## Tasks to carry out
1 - In the article on the environmental cost of armed conflicts, what share of all greenhouse gas emissions globally are militaries responsible for?
2 - Reproduce word for word the passage of the article on the environmental cost of armed conflicts from "Furthermore, militaries require" up to and including "and military vehicles.".

## Document passage
--

Human lives are undoubtedly the main victims of conflicts. Unfortunately, the casualties extend to other aspects, such as the economy and culture. Then, there is another “victim” that usually goes unnoticed—the environmental cost of armed conflicts.
Did you know that the estimated emissions from the first 60 days of Israel’s attacks on Gaza in occupied Palestine exceeded the annual emissions from 20 countries and territories? This projection does not include the carbon footprint of the infrastructures built prior to this cycle of attacks beginning in October 2023. Moreover, greenhouse gas emissions alone do not cover the entirety of its cost to our planet.
Environmental Cost of Armed Conflicts
The complete scope of the environmental cost of armed conflicts is immense and long-lasting. It starts before the first shots are fired and lasts well beyond the last act of violence. Here are several ways armed conflicts impact the planet:
- Exploitation of Natural Resources
Armed conflicts involve weapons, ammunition, infrastructures, military vehicles, etc. During periods of preparation, the need for raw materials increases. This can lead to widespread deforestation and excessive mining activities. The exploitation of natural resources usually extends beyond the country border because these items are a lucrative part of international trade.
Furthermore, militaries require extensive land and sea areas for bases and training grounds. The making of these infrastructures often disrupts the ecosystems, and their usage causes further harm by releasing chemicals and pollutants from weapons and military vehicles.
- Greenhouse Gas Emissions
According to the Conflict and Environment Observatory (CEOBS), the militaries are responsible for 5.5% of all greenhouse gas emissions globally. This number might even be an underestimation due to the lack of transparency from militaries.
Among the largest sources of direct emissions from armed conflicts are fossil or diesel fuels to operate aircraft, naval ships, and tanks. There are also emissions from weapons discharged, such as missiles and bombs. Additionally, it is important to note that the carbon footprint of military activities comes not only from their direct emissions but also from the whole military supply chain.
- Biodiversity Decline
Animals, plants, and other biodiversity are also victims of armed conflicts. The destruction of their habitats leads to the deaths of many animals and plants. For instance, between 1946 and 2010, wildlife declined in African protected areas affected by armed conflict. In the oceans, marine animals suffer through naval exercises, with common pathologies being decompression sickness and acoustic traumas.
Violent attacks involving weapons are not the only threats to biodiversity. Starvation and displacement are among many issues that could lead to human-wildlife conflicts. In South Sudan, non-state armed groups, government forces, and even civilians are killing wild animals to survive as they grapple with famine.
- Long-Lasting Harm on the Ecosystems
The suffering doesn’t stop when the fighting does—this rings true for both people and the planet. The chemical waste and pollutants from armed conflicts linger in the environment long after they end, affecting nature and people who depend on it for generations to come.
For example, three decades after the Iran-Iraq war, a study identified elevated concentrations of toxic elements such as chromium, lead, and the semi-metal antimony in soils from the battlefields. Another instance is that after World War II, it was estimated that 40,000 tonnes of chemical munitions were dumped into the Baltic Sea. Researchers found traces of arsenic-containing agents and mustard gas products in sediment and fish near three weapon disposal sites.
Accountability, Enforcement, and Peace Building
As mentioned, militaries and defense forces and defense forces are not bound by international climate agreements to report or cut their carbon emissions. That is because military emissions were left out of the 1997 Kyoto Protocol on reducing greenhouse gasses and were excused again from the Paris Agreement in 2015. In fact, military and conflict emissions were formally discussed for the first time at the COP27 following the Russian invasion of Ukraine.
With the uptick of armed conflicts worldwide, strengthening international commitments and concrete actions on the ground to safeguard the environment in times of conflict is an urgent matter. This includes demanding transparency and accountability from militaristic bodies and defense forces.
Halting global warming and reducing emissions requires taking into account the environmental cost of armed conflicts. Of course, the environment shall not be the only focus in armed conflicts. Conflicts impact people, peace, prosperity, and the planet. A holistic approach that addresses all of them in peacebuilding efforts is crucial.
Peace is a prerequisite to development. So, tackling the root cause of armed conflicts is vital to stop the sufferings they cause for humans and nature alike and finally create space for sustainable development.

--

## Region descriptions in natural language
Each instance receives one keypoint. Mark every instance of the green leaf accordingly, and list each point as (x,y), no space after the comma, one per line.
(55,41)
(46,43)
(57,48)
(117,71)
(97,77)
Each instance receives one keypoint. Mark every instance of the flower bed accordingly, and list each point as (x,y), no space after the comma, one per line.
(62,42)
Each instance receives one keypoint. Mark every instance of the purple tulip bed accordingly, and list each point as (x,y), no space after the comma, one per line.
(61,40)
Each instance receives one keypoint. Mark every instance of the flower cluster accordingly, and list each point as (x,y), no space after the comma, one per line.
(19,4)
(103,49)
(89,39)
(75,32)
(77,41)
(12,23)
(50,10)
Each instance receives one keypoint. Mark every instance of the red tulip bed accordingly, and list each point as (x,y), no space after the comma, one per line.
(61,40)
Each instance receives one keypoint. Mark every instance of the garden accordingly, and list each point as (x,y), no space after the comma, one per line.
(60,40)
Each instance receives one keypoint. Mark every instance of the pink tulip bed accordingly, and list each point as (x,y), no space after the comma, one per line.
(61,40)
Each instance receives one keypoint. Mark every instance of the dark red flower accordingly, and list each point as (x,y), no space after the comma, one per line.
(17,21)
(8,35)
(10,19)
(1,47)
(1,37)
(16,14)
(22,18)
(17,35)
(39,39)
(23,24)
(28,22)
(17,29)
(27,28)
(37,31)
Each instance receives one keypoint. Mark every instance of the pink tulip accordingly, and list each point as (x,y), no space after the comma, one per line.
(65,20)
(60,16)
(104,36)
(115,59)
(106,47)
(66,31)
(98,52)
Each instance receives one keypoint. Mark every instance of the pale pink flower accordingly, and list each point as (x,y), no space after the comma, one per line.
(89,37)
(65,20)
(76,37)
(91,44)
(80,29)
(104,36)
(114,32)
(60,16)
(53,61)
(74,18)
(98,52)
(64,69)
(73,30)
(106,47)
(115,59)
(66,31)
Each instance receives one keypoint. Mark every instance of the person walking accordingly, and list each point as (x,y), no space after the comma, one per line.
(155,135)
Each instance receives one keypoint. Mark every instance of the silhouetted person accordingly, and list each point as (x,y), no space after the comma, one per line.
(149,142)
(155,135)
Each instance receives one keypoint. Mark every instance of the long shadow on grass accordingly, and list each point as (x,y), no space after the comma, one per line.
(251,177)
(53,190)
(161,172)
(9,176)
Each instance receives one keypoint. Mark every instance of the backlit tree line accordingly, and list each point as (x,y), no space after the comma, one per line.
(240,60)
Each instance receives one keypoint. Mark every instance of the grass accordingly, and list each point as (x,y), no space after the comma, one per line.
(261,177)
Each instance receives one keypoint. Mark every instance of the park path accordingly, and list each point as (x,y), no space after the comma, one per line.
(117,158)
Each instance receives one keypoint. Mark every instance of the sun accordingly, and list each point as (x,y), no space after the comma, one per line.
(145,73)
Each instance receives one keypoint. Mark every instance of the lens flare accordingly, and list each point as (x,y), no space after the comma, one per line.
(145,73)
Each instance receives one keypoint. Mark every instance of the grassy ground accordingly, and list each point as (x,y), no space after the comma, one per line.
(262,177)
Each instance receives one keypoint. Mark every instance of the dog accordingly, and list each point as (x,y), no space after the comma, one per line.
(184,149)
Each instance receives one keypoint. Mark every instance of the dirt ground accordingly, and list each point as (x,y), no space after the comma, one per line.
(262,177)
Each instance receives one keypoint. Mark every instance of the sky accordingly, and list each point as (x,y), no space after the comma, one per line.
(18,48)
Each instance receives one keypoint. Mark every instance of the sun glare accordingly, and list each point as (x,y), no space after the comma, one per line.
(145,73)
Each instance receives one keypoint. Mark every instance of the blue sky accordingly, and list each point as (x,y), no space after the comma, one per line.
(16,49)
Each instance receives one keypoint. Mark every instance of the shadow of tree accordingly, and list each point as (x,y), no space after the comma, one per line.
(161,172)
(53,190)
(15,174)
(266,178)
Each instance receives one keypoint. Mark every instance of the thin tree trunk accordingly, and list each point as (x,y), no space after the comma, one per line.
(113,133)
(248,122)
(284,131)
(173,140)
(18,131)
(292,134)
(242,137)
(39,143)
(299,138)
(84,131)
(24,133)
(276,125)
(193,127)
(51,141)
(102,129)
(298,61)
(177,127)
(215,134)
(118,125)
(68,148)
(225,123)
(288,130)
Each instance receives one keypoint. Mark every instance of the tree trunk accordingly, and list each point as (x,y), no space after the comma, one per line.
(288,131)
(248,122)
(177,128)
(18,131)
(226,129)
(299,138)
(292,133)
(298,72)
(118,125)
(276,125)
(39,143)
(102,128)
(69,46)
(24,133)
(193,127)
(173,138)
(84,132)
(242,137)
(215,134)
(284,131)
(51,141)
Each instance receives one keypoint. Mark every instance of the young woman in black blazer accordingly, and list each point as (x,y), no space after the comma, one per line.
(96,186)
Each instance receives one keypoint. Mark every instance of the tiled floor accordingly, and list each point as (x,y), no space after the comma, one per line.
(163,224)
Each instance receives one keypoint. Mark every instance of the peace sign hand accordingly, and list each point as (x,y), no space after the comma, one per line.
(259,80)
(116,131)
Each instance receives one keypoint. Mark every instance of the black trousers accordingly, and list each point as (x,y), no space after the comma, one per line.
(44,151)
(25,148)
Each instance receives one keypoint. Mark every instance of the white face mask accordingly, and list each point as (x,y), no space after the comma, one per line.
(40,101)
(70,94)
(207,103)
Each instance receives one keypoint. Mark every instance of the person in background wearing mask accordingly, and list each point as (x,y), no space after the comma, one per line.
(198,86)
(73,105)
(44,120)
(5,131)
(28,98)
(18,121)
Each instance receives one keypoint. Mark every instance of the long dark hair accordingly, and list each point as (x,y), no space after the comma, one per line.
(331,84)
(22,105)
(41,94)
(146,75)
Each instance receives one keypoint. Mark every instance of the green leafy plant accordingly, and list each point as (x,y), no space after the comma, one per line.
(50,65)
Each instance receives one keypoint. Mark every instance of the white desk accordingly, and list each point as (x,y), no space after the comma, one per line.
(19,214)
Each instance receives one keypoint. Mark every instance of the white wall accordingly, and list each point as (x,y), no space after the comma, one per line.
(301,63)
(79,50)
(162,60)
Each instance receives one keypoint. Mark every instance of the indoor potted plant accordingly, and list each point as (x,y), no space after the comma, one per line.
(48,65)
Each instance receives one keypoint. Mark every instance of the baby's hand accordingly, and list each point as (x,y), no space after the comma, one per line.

--

## Answers for each item
1 - 5.5%, according to the Conflict and Environment Observatory (CEOBS).

2 -
Furthermore, militaries require extensive land and sea areas for bases and training grounds. The making of these infrastructures often disrupts the ecosystems, and their usage causes further harm by releasing chemicals and pollutants from weapons and military vehicles.